An exact, complete copy of the lines below is the expected answer.

————

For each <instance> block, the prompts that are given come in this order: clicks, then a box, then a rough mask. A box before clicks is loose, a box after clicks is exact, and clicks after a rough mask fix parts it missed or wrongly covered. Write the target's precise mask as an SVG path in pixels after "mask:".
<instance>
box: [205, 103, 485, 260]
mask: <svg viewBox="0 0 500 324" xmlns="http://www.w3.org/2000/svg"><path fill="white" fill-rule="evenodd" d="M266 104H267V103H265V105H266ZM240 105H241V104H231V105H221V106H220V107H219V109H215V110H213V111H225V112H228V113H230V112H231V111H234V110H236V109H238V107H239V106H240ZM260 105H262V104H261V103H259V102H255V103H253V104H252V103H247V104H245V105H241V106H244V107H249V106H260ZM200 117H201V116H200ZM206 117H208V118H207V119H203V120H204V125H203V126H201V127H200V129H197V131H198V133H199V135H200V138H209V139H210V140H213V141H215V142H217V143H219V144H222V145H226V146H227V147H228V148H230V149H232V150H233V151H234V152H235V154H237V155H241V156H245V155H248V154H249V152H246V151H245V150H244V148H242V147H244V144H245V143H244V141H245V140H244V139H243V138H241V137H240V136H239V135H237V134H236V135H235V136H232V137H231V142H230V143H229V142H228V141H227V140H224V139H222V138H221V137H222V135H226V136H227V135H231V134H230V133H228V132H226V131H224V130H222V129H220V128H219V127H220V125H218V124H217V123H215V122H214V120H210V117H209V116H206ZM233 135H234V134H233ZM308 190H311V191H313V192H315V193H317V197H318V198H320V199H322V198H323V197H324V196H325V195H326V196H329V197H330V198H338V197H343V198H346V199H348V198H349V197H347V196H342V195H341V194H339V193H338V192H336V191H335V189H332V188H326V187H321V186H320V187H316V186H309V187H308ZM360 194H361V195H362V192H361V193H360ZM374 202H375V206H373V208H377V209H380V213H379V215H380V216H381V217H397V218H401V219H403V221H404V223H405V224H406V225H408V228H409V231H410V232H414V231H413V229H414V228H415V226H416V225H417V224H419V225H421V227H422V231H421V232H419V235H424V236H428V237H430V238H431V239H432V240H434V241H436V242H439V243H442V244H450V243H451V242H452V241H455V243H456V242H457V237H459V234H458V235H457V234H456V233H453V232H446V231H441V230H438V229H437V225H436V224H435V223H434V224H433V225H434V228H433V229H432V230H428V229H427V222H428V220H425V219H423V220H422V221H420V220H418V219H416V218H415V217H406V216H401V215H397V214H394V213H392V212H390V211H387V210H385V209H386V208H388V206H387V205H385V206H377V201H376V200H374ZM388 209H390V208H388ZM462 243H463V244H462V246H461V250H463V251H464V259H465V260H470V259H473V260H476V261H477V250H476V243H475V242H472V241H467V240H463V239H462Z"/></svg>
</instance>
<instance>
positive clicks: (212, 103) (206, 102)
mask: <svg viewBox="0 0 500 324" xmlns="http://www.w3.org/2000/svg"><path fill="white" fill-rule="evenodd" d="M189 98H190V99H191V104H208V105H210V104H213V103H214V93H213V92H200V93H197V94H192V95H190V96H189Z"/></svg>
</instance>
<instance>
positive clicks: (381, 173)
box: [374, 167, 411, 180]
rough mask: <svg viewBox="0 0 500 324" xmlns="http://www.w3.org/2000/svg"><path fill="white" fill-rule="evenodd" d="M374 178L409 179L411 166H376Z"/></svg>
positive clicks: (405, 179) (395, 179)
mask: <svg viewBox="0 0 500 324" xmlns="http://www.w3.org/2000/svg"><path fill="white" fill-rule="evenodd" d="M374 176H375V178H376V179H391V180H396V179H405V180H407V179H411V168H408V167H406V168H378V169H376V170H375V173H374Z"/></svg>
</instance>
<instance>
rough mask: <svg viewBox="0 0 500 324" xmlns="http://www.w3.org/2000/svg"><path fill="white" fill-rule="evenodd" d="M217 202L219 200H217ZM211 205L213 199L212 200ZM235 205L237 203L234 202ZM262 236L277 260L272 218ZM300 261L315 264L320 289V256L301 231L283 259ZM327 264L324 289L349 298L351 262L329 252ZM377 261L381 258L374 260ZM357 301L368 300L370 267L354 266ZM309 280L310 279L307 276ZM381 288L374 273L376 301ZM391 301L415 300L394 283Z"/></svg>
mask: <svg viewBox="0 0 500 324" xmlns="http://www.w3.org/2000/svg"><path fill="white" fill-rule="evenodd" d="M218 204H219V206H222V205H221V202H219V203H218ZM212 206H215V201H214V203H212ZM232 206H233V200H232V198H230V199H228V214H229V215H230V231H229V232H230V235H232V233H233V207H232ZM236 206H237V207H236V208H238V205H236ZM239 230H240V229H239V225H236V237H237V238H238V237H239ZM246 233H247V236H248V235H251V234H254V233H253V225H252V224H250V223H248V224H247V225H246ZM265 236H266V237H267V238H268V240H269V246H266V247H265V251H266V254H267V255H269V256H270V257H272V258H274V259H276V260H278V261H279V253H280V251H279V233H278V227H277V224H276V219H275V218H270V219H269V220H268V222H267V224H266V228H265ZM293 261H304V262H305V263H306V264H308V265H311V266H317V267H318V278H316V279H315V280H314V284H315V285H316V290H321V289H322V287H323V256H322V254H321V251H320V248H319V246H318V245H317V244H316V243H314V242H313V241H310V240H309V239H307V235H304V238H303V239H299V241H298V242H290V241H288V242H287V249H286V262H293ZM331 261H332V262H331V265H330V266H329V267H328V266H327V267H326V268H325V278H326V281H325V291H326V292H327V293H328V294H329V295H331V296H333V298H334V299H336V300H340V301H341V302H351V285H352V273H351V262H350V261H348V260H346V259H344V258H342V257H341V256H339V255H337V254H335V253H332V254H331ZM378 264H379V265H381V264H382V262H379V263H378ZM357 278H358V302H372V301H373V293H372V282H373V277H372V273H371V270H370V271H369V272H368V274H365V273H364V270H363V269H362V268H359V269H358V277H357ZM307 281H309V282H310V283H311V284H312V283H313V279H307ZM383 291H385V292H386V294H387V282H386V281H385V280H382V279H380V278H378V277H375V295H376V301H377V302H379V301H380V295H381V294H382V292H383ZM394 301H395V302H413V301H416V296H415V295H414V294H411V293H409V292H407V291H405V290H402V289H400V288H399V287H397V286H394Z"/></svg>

————

# ANSWER BOX:
For each <instance> block, the prompts that are given come in this order: clicks, then a box, then a rough mask. A box before clicks is loose, a box after clicks is exact, and clicks after a rough mask fix parts it missed or wrongly covered. Write the target's precise mask as an SVG path in pixels after "mask:".
<instance>
box: [205, 103, 485, 260]
mask: <svg viewBox="0 0 500 324" xmlns="http://www.w3.org/2000/svg"><path fill="white" fill-rule="evenodd" d="M266 104H267V103H265V105H266ZM240 105H241V104H231V105H221V106H220V107H219V109H215V110H213V111H225V112H228V113H230V112H231V111H234V110H236V109H238V107H239V106H240ZM260 105H262V104H261V103H259V102H255V103H253V104H252V103H247V104H245V105H241V106H244V107H249V106H260ZM200 117H201V116H200ZM206 117H208V118H207V119H203V120H204V125H203V126H201V127H200V129H197V131H198V133H199V135H200V138H209V139H210V140H213V141H215V142H217V143H219V144H222V145H226V146H227V147H228V148H230V149H232V150H233V151H234V152H235V154H237V155H241V156H245V155H248V154H249V152H246V151H245V150H244V148H242V147H244V144H245V143H244V141H245V140H244V139H243V138H241V137H240V136H239V135H237V134H236V135H235V136H232V137H231V142H230V143H229V142H228V141H227V140H224V139H222V138H221V137H222V135H226V136H227V135H231V134H230V133H228V132H226V131H224V130H222V129H220V128H219V127H220V125H218V124H217V123H215V122H214V120H210V117H209V116H206ZM233 135H234V134H233ZM308 190H311V191H313V192H315V193H317V197H318V198H320V199H322V198H323V197H324V196H325V195H326V196H329V197H330V198H338V197H343V198H346V199H348V198H349V197H347V196H342V195H341V194H339V193H338V192H336V191H335V189H332V188H326V187H321V186H320V187H316V186H309V187H308ZM360 194H361V195H362V192H361V193H360ZM374 202H375V206H373V208H377V209H380V213H379V215H380V216H381V217H397V218H401V219H403V221H404V223H405V224H406V225H408V228H409V231H410V232H414V231H413V229H414V228H415V226H416V225H417V224H419V225H421V227H422V231H421V232H419V235H424V236H428V237H430V238H431V239H432V240H434V241H436V242H439V243H442V244H450V243H451V242H452V241H455V243H456V242H457V237H459V234H458V235H457V234H456V233H453V232H446V231H441V230H438V229H437V225H436V224H435V223H434V224H433V225H434V228H433V229H432V230H428V229H427V222H428V220H425V219H423V220H422V221H420V220H418V219H416V218H415V217H406V216H401V215H397V214H394V213H392V212H390V211H387V210H385V209H386V208H388V206H387V205H385V206H377V201H376V200H374ZM388 209H390V208H388ZM462 243H463V244H462V246H461V250H463V251H464V259H465V260H470V259H473V260H476V261H477V250H476V243H475V242H472V241H467V240H463V239H462Z"/></svg>
</instance>
<instance>
positive clicks: (212, 103) (206, 102)
mask: <svg viewBox="0 0 500 324" xmlns="http://www.w3.org/2000/svg"><path fill="white" fill-rule="evenodd" d="M189 98H190V99H191V104H208V105H210V104H213V103H214V93H213V92H200V93H197V94H192V95H190V96H189Z"/></svg>
</instance>
<instance>
positive clicks: (381, 173)
box: [374, 167, 411, 180]
rough mask: <svg viewBox="0 0 500 324" xmlns="http://www.w3.org/2000/svg"><path fill="white" fill-rule="evenodd" d="M374 178L409 179L411 166H376Z"/></svg>
positive clicks: (405, 179) (395, 179)
mask: <svg viewBox="0 0 500 324" xmlns="http://www.w3.org/2000/svg"><path fill="white" fill-rule="evenodd" d="M374 176H375V178H376V179H391V180H396V179H405V180H407V179H411V168H408V167H406V168H378V169H376V170H375V173H374Z"/></svg>
</instance>
<instance>
rough mask: <svg viewBox="0 0 500 324" xmlns="http://www.w3.org/2000/svg"><path fill="white" fill-rule="evenodd" d="M217 202L219 200H217ZM211 205L213 199L212 200ZM235 205L237 203L234 202ZM262 236L277 260L272 218ZM300 261L315 264L320 289V256L301 231L283 259ZM327 264L324 289L349 298L351 262L329 252ZM377 261L381 258L374 260ZM357 301L368 300L370 267L354 266ZM309 280L310 279L307 276ZM381 288L374 273L376 301ZM391 301L415 300L394 283Z"/></svg>
mask: <svg viewBox="0 0 500 324" xmlns="http://www.w3.org/2000/svg"><path fill="white" fill-rule="evenodd" d="M218 204H219V206H222V205H221V202H219V203H218ZM212 206H215V201H214V203H212ZM232 206H233V200H232V198H230V199H228V214H229V215H230V231H229V232H230V235H232V233H233V207H232ZM236 206H237V207H236V208H238V205H236ZM239 230H240V229H239V225H236V237H237V238H238V237H239ZM246 233H247V236H248V235H251V234H254V233H253V225H252V224H250V223H248V224H247V225H246ZM265 236H266V237H267V238H268V240H269V246H266V247H265V251H266V254H267V255H269V256H270V257H272V258H274V259H276V260H278V261H279V253H280V251H279V233H278V227H277V224H276V219H275V218H270V219H269V220H268V222H267V224H266V228H265ZM293 261H304V262H305V263H306V264H308V265H311V266H317V267H318V278H316V279H315V280H314V284H315V285H316V290H321V289H322V287H323V256H322V254H321V251H320V248H319V246H318V245H317V244H316V243H314V242H313V241H310V240H309V239H307V235H304V238H303V239H299V241H298V242H290V241H288V242H287V249H286V262H293ZM331 261H332V262H331V265H330V266H329V267H328V266H327V267H326V268H325V278H326V281H325V291H326V292H327V293H328V294H329V295H331V296H333V298H334V299H336V300H340V301H341V302H351V285H352V273H351V262H350V261H348V260H346V259H344V258H342V257H341V256H339V255H337V254H335V253H332V254H331ZM378 264H379V265H381V264H382V262H379V263H378ZM357 278H358V302H372V301H373V293H372V282H373V277H372V273H371V270H370V271H369V272H368V274H365V273H364V270H363V269H362V268H359V269H358V277H357ZM307 281H309V282H310V283H311V284H312V283H313V279H307ZM383 291H385V292H386V294H387V282H386V281H385V280H382V279H380V278H378V277H375V295H376V301H377V302H379V301H380V295H381V294H382V292H383ZM394 301H395V302H413V301H416V296H415V295H414V294H411V293H409V292H407V291H405V290H402V289H400V288H399V287H397V286H394Z"/></svg>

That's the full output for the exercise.